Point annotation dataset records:

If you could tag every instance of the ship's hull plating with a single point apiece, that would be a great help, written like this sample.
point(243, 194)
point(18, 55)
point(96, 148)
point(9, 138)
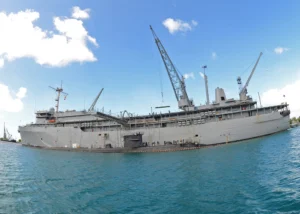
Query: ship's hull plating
point(224, 131)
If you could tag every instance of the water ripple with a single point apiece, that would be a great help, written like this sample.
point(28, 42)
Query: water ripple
point(257, 176)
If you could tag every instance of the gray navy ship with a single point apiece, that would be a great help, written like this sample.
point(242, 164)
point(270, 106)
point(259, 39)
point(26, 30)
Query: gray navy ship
point(221, 121)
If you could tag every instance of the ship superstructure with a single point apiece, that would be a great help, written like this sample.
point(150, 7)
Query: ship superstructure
point(221, 121)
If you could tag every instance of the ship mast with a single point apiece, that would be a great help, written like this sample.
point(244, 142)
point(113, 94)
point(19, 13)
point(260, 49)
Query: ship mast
point(4, 133)
point(59, 91)
point(206, 85)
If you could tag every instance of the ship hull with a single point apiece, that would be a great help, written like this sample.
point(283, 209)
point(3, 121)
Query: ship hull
point(218, 132)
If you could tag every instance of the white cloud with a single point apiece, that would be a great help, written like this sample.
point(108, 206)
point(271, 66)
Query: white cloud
point(22, 92)
point(194, 23)
point(214, 55)
point(9, 102)
point(178, 25)
point(20, 37)
point(77, 13)
point(189, 75)
point(280, 50)
point(291, 92)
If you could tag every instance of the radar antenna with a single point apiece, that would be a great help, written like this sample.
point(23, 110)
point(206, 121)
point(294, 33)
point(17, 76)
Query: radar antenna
point(177, 80)
point(59, 91)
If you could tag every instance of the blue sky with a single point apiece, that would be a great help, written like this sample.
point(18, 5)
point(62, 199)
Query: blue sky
point(128, 63)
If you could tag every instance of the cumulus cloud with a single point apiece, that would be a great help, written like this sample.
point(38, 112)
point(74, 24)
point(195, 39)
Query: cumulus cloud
point(214, 55)
point(280, 50)
point(77, 13)
point(289, 94)
point(201, 74)
point(10, 102)
point(22, 92)
point(178, 25)
point(20, 37)
point(189, 75)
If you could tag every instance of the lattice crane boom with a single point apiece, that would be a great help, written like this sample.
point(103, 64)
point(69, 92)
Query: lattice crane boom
point(177, 80)
point(243, 91)
point(95, 101)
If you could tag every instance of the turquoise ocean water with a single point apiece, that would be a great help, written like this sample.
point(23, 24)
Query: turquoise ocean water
point(255, 176)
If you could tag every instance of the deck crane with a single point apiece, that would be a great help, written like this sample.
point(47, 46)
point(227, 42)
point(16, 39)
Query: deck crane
point(177, 80)
point(59, 91)
point(243, 89)
point(95, 101)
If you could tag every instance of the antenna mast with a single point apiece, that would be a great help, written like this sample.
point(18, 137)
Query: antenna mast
point(177, 80)
point(95, 101)
point(206, 85)
point(59, 91)
point(4, 133)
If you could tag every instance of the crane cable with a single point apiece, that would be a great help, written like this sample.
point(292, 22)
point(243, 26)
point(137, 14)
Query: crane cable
point(161, 85)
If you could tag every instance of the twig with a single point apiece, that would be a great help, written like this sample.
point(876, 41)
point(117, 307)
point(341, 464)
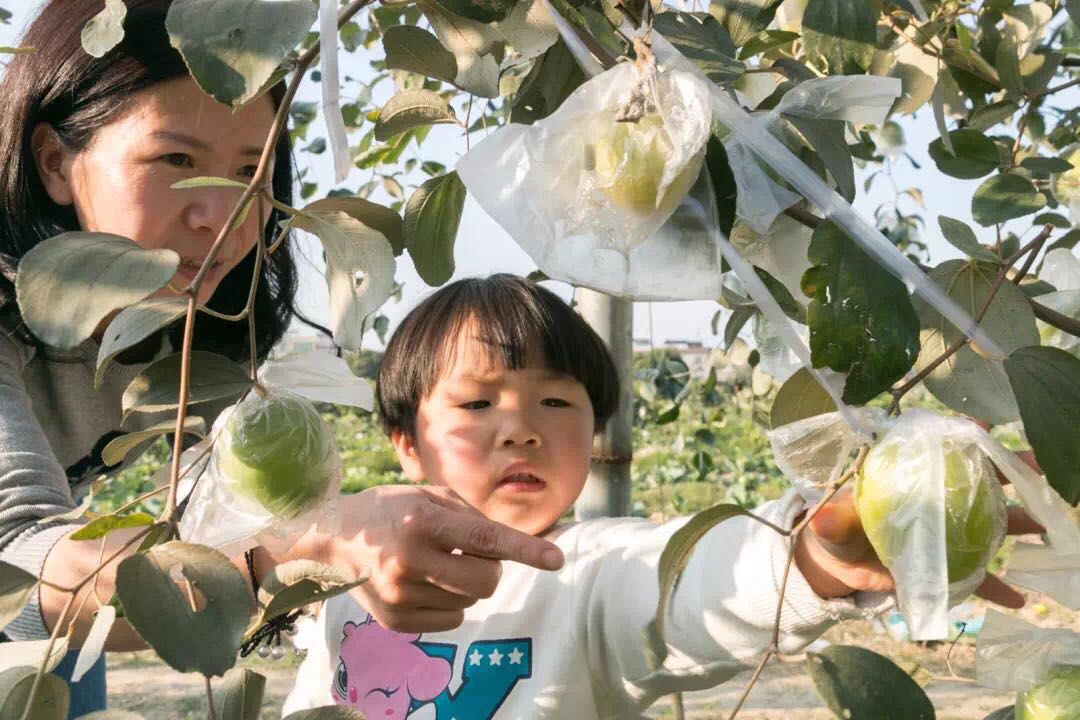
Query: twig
point(1031, 247)
point(211, 712)
point(794, 538)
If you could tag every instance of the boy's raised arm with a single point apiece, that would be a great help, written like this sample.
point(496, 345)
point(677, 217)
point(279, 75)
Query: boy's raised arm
point(428, 553)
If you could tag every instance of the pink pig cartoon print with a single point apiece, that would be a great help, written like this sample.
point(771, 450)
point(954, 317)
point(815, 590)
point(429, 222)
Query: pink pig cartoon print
point(380, 673)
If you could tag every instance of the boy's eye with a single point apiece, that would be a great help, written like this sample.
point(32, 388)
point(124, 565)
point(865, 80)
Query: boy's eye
point(178, 160)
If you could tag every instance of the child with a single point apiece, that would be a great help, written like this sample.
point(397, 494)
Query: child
point(494, 388)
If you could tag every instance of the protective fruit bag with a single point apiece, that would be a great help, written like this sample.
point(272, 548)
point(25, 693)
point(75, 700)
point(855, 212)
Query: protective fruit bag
point(1040, 665)
point(273, 472)
point(586, 190)
point(932, 507)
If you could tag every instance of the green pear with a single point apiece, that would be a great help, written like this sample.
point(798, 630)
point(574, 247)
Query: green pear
point(974, 504)
point(1055, 698)
point(274, 450)
point(629, 161)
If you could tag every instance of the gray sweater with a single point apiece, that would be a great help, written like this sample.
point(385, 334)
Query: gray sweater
point(53, 428)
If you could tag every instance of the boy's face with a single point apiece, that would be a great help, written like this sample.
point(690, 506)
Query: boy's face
point(514, 444)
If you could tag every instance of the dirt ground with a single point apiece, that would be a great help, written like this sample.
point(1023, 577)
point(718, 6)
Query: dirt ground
point(142, 683)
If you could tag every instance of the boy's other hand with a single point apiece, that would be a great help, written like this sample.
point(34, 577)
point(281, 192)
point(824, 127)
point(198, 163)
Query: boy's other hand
point(407, 539)
point(837, 559)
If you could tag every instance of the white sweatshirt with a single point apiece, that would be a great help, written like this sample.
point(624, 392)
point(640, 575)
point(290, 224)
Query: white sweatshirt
point(568, 644)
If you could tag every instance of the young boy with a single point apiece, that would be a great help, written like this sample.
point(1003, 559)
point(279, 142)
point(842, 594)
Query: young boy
point(494, 388)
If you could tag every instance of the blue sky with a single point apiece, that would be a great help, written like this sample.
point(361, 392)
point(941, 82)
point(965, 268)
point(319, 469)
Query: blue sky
point(484, 247)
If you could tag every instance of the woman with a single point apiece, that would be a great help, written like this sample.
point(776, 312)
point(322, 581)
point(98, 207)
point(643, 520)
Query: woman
point(95, 145)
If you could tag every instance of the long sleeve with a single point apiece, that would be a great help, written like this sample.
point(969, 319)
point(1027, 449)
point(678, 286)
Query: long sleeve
point(32, 486)
point(719, 617)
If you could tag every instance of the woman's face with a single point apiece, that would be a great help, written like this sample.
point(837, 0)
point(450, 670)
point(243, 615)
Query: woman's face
point(121, 182)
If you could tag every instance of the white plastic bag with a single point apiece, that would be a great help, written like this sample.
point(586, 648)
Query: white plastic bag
point(928, 491)
point(1014, 655)
point(273, 472)
point(584, 195)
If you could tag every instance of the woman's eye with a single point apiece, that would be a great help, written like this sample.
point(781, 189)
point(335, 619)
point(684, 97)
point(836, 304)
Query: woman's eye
point(178, 160)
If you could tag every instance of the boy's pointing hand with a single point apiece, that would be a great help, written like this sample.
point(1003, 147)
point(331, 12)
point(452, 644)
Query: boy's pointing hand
point(430, 555)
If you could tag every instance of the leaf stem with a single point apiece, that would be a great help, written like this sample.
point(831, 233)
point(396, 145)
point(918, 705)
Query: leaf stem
point(1031, 248)
point(793, 541)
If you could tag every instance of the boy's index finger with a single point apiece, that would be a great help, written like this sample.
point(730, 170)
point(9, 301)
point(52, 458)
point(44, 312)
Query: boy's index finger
point(475, 534)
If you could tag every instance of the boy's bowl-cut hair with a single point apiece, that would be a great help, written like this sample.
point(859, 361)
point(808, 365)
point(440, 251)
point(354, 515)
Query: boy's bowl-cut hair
point(522, 322)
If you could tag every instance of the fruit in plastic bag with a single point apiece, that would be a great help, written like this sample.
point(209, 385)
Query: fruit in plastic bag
point(629, 162)
point(275, 450)
point(1055, 698)
point(974, 504)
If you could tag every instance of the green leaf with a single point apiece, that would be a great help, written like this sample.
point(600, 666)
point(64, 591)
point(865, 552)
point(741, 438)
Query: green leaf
point(105, 30)
point(412, 109)
point(68, 284)
point(482, 11)
point(94, 644)
point(377, 217)
point(208, 181)
point(842, 32)
point(861, 317)
point(799, 397)
point(294, 584)
point(30, 653)
point(974, 154)
point(826, 138)
point(1055, 219)
point(134, 325)
point(673, 561)
point(473, 45)
point(360, 268)
point(724, 184)
point(740, 316)
point(415, 50)
point(554, 76)
point(1047, 384)
point(240, 695)
point(971, 382)
point(1045, 166)
point(792, 308)
point(16, 589)
point(232, 48)
point(326, 712)
point(51, 701)
point(1003, 198)
point(970, 63)
point(861, 684)
point(988, 116)
point(703, 41)
point(432, 216)
point(962, 238)
point(158, 388)
point(203, 641)
point(766, 41)
point(1008, 66)
point(744, 18)
point(103, 526)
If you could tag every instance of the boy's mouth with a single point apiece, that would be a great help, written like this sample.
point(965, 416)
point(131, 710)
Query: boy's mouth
point(524, 481)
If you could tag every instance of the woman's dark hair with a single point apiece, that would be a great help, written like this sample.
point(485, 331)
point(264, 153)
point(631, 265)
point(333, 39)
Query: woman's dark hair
point(520, 322)
point(77, 94)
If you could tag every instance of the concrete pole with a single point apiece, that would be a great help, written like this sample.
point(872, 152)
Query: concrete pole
point(607, 491)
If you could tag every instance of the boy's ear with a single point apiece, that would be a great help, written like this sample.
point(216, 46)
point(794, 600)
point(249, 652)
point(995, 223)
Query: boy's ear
point(407, 454)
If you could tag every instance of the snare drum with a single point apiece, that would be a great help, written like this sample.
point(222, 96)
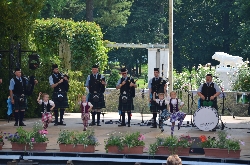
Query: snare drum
point(206, 118)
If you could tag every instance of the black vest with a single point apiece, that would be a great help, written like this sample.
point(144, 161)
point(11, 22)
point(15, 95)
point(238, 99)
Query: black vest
point(157, 86)
point(163, 106)
point(45, 108)
point(95, 84)
point(19, 87)
point(63, 86)
point(172, 107)
point(208, 91)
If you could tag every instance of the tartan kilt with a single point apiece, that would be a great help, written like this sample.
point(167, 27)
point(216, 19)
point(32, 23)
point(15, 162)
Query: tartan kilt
point(97, 105)
point(128, 106)
point(60, 103)
point(19, 105)
point(85, 116)
point(153, 107)
point(46, 116)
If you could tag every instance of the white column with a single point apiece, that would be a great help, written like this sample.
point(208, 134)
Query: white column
point(152, 62)
point(164, 63)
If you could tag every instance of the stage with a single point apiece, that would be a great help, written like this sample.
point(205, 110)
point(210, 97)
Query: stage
point(237, 127)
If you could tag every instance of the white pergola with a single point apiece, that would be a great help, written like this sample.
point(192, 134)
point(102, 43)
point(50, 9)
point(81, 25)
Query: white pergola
point(158, 57)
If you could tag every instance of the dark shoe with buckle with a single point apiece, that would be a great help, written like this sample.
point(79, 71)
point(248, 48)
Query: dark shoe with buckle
point(121, 125)
point(61, 123)
point(22, 124)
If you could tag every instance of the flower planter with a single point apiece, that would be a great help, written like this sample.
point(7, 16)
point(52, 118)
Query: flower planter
point(26, 147)
point(165, 151)
point(126, 150)
point(76, 148)
point(221, 153)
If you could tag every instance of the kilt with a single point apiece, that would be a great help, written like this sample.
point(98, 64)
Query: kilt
point(63, 103)
point(19, 105)
point(99, 104)
point(128, 106)
point(177, 116)
point(85, 116)
point(46, 116)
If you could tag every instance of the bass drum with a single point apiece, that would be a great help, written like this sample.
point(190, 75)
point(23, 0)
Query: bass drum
point(206, 118)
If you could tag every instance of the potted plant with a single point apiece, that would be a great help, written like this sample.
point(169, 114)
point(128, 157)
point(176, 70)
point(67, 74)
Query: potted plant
point(72, 141)
point(130, 143)
point(223, 147)
point(34, 140)
point(171, 145)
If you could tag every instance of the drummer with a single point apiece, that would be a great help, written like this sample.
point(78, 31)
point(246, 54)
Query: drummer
point(209, 92)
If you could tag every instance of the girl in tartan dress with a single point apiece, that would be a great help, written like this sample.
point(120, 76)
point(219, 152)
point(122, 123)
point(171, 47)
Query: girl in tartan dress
point(47, 107)
point(85, 108)
point(175, 105)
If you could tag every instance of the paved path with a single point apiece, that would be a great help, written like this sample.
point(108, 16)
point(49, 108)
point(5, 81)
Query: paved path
point(237, 127)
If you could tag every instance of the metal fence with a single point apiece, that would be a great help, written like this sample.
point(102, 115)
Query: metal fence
point(235, 103)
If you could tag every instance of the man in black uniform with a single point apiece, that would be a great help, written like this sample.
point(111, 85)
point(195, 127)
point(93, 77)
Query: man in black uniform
point(18, 94)
point(96, 85)
point(157, 85)
point(60, 84)
point(127, 93)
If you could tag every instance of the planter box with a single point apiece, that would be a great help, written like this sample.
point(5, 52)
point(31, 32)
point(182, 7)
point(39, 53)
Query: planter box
point(76, 148)
point(221, 153)
point(126, 150)
point(25, 147)
point(179, 151)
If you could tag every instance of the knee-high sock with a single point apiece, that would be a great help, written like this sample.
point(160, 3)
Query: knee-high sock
point(61, 115)
point(154, 118)
point(21, 115)
point(16, 114)
point(129, 117)
point(172, 130)
point(98, 117)
point(56, 115)
point(123, 117)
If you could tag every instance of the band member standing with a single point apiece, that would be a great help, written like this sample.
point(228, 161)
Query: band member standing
point(156, 84)
point(127, 93)
point(18, 95)
point(60, 84)
point(96, 85)
point(209, 92)
point(47, 106)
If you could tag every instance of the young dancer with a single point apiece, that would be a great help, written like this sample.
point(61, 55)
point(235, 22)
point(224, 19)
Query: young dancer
point(85, 108)
point(47, 107)
point(175, 105)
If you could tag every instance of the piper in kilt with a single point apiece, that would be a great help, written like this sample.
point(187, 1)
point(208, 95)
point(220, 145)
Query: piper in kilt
point(47, 106)
point(96, 85)
point(18, 95)
point(60, 83)
point(175, 106)
point(156, 85)
point(127, 93)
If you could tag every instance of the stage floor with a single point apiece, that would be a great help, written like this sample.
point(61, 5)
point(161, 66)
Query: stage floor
point(237, 127)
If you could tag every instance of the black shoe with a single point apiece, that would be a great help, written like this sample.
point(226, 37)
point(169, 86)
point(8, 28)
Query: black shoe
point(61, 123)
point(121, 125)
point(22, 124)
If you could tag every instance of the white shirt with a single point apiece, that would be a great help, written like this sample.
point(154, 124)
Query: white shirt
point(45, 103)
point(174, 101)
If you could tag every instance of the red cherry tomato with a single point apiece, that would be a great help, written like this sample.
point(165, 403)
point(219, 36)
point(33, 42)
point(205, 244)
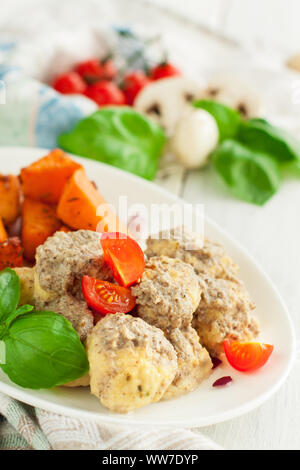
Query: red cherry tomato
point(105, 93)
point(133, 83)
point(90, 69)
point(93, 70)
point(109, 69)
point(164, 70)
point(69, 83)
point(104, 297)
point(247, 356)
point(124, 256)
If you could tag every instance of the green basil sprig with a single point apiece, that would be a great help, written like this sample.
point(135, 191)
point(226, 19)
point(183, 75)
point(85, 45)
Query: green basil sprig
point(228, 120)
point(42, 349)
point(260, 135)
point(251, 154)
point(252, 176)
point(119, 136)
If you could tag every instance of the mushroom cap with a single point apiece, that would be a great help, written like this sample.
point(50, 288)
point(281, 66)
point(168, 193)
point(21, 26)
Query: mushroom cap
point(235, 93)
point(166, 100)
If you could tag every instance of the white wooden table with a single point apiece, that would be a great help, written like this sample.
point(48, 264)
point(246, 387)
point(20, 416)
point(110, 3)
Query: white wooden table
point(271, 233)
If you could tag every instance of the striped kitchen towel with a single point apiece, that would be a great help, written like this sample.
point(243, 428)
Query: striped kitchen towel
point(23, 427)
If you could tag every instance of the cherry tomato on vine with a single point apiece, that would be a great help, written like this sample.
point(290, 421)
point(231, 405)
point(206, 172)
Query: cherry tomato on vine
point(106, 93)
point(69, 83)
point(124, 256)
point(133, 83)
point(164, 70)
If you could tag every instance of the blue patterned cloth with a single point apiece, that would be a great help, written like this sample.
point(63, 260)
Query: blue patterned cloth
point(34, 114)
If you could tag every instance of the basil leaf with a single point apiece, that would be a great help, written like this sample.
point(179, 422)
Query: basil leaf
point(260, 135)
point(228, 120)
point(9, 292)
point(119, 136)
point(251, 176)
point(43, 350)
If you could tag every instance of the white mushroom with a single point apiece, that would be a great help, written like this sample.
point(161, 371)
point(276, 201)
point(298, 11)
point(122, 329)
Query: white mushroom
point(196, 136)
point(166, 100)
point(236, 93)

= Objective =
Copy the material from the line with "If you could tag every instance of the white mushroom" through the end. Swap every "white mushroom" for "sliced mushroom" and leave everything else unchanged.

= Solution for this problem =
If you could tag every instance of the sliced mushroom with a single point apiece, that would be a great help, written like this sample.
point(161, 371)
point(276, 201)
point(298, 11)
point(122, 329)
Query: sliced mushroom
point(196, 136)
point(166, 100)
point(236, 93)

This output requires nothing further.